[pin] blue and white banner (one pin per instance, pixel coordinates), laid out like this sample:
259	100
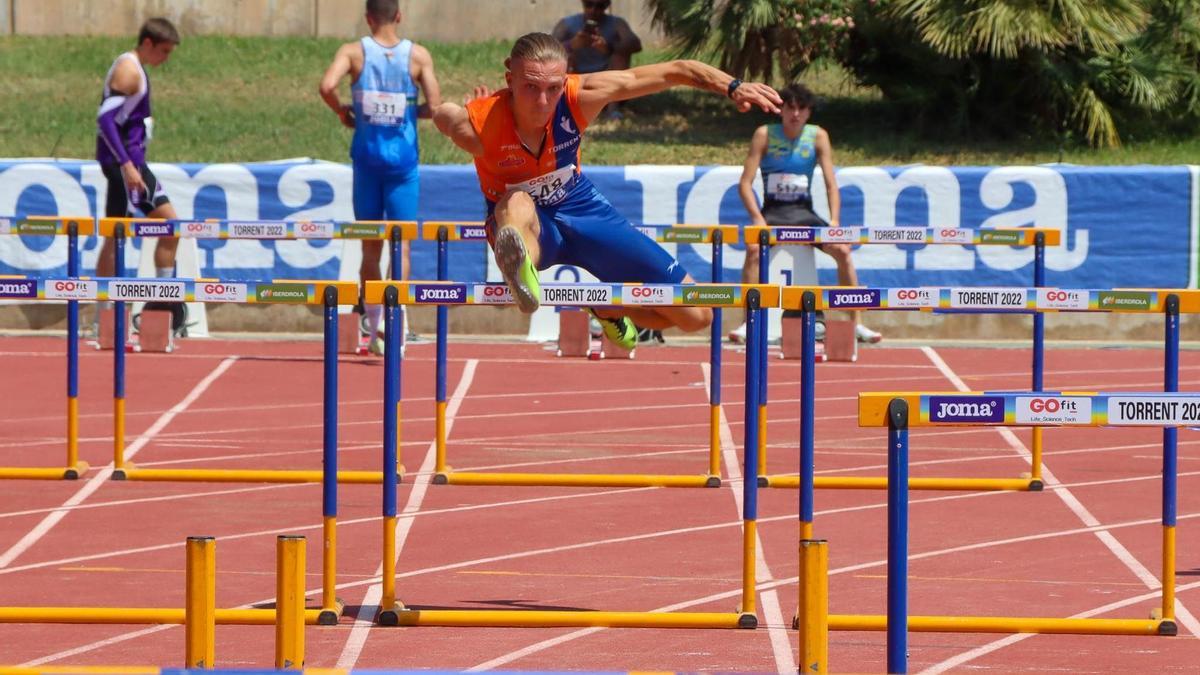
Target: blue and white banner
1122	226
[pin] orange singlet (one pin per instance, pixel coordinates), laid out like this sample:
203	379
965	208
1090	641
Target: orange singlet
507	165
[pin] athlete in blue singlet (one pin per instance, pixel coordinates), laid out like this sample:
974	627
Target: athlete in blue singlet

#### YOUR ASSIGNMENT:
Repeat the material exactly. Any picture in it should be dropped.

#### FINAL ANSWER:
[pin] blue and white banner (one pin per instance, pixel coordinates), laid out like this sample:
259	100
Target: blue and white banner
1122	226
[pin] orange singlet (one pin per instance, pixel coordinates), laid out like this sample:
203	379
965	208
1090	641
Target: orange singlet
507	165
[pin] athlete in blue singlet (one pin per instance, pixel coordinates), laid out like this sample:
974	627
Target: athlete in blue singlet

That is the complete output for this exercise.